Find the line with "Target: chair with beige cushion" and the line with "Exercise. Point out every instance of the chair seat" in the entries below; output exactly those two lines, every line between them, and no others.

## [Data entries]
______________________________

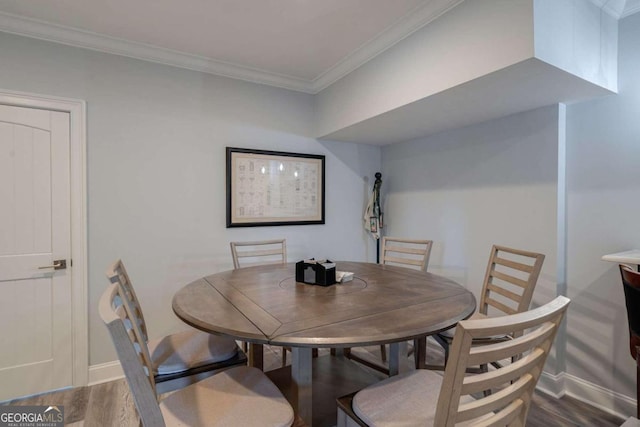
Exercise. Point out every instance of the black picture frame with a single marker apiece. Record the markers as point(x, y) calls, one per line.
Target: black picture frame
point(270, 188)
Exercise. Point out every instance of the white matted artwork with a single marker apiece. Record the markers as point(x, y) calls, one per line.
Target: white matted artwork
point(274, 188)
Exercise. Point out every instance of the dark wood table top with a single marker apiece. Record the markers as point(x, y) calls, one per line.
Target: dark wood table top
point(265, 305)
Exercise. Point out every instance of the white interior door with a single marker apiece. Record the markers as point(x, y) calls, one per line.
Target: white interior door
point(35, 299)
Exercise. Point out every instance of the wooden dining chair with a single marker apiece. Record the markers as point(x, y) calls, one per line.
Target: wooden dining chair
point(181, 358)
point(239, 395)
point(259, 252)
point(409, 253)
point(631, 284)
point(262, 252)
point(426, 398)
point(509, 282)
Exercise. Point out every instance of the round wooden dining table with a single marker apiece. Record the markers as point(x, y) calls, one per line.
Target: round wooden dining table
point(265, 305)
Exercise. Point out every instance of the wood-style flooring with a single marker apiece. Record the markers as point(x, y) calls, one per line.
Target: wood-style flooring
point(110, 404)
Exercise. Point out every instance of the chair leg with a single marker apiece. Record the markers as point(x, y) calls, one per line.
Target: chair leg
point(420, 353)
point(445, 345)
point(383, 353)
point(638, 389)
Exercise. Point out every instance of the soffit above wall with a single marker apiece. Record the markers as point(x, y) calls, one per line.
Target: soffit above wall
point(521, 87)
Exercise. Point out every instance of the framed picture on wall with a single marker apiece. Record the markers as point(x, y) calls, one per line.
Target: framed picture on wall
point(274, 188)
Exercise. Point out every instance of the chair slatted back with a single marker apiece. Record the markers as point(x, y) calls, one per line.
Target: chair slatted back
point(259, 252)
point(116, 312)
point(510, 280)
point(631, 284)
point(512, 385)
point(410, 253)
point(118, 274)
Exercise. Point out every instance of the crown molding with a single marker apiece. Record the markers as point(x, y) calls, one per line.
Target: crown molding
point(85, 39)
point(630, 10)
point(407, 25)
point(404, 27)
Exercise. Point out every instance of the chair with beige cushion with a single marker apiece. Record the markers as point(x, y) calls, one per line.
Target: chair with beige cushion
point(183, 357)
point(509, 282)
point(408, 253)
point(237, 396)
point(259, 252)
point(426, 398)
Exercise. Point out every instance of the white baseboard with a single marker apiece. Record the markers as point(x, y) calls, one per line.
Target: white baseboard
point(590, 393)
point(105, 372)
point(553, 385)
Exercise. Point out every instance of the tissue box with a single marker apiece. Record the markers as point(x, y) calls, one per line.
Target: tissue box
point(312, 272)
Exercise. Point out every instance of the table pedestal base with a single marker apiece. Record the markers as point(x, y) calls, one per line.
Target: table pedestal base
point(332, 377)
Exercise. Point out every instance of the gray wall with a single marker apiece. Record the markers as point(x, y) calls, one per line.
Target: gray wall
point(603, 187)
point(469, 188)
point(156, 169)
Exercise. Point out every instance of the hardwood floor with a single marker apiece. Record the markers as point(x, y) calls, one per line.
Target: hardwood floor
point(110, 404)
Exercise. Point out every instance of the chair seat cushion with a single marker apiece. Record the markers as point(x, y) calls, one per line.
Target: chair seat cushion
point(241, 396)
point(189, 349)
point(408, 399)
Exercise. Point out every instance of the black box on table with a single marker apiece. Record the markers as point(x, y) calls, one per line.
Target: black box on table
point(314, 272)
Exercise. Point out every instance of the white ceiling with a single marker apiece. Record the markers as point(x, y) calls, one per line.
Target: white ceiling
point(299, 44)
point(303, 45)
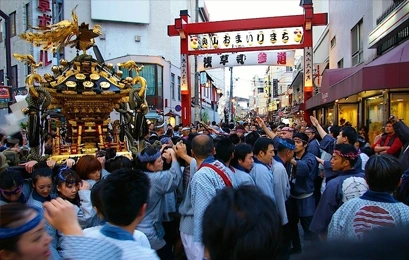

______________________________

## [WRITTEN SOLUTION]
Target: chair with beige cushion
point(183, 357)
point(509, 282)
point(408, 253)
point(237, 396)
point(259, 252)
point(426, 398)
Exercise. Point out every instance of the white baseboard with a single marker apiece. Record the markers as point(x, y) calls, one per line.
Target: white baseboard
point(590, 393)
point(105, 372)
point(553, 385)
Exercise. Point out every instance of the tissue box with a single marker apiece. Record the markers as point(x, y) calls, one per line.
Target: tissue box
point(312, 272)
Exercise. Point out every instance of the table pedestal base with a single marker apiece. Record the markers as point(x, y) calls, one per line.
Target: table pedestal base
point(332, 377)
Exercise. Point out every instance of the gray wall with a single marker apiece. Record the markers as point(x, y) calls, one per line.
Target: gray wall
point(603, 187)
point(469, 188)
point(156, 169)
Exercise. Point out every instance of the hardwood floor with a single marker apiece. Record the markers as point(x, y) calls, one per line.
Target: hardwood floor
point(110, 404)
Exercise. Point out every instance of the chair seat cushion with a single marker apiece. Record the markers as point(x, y) calls, one per line.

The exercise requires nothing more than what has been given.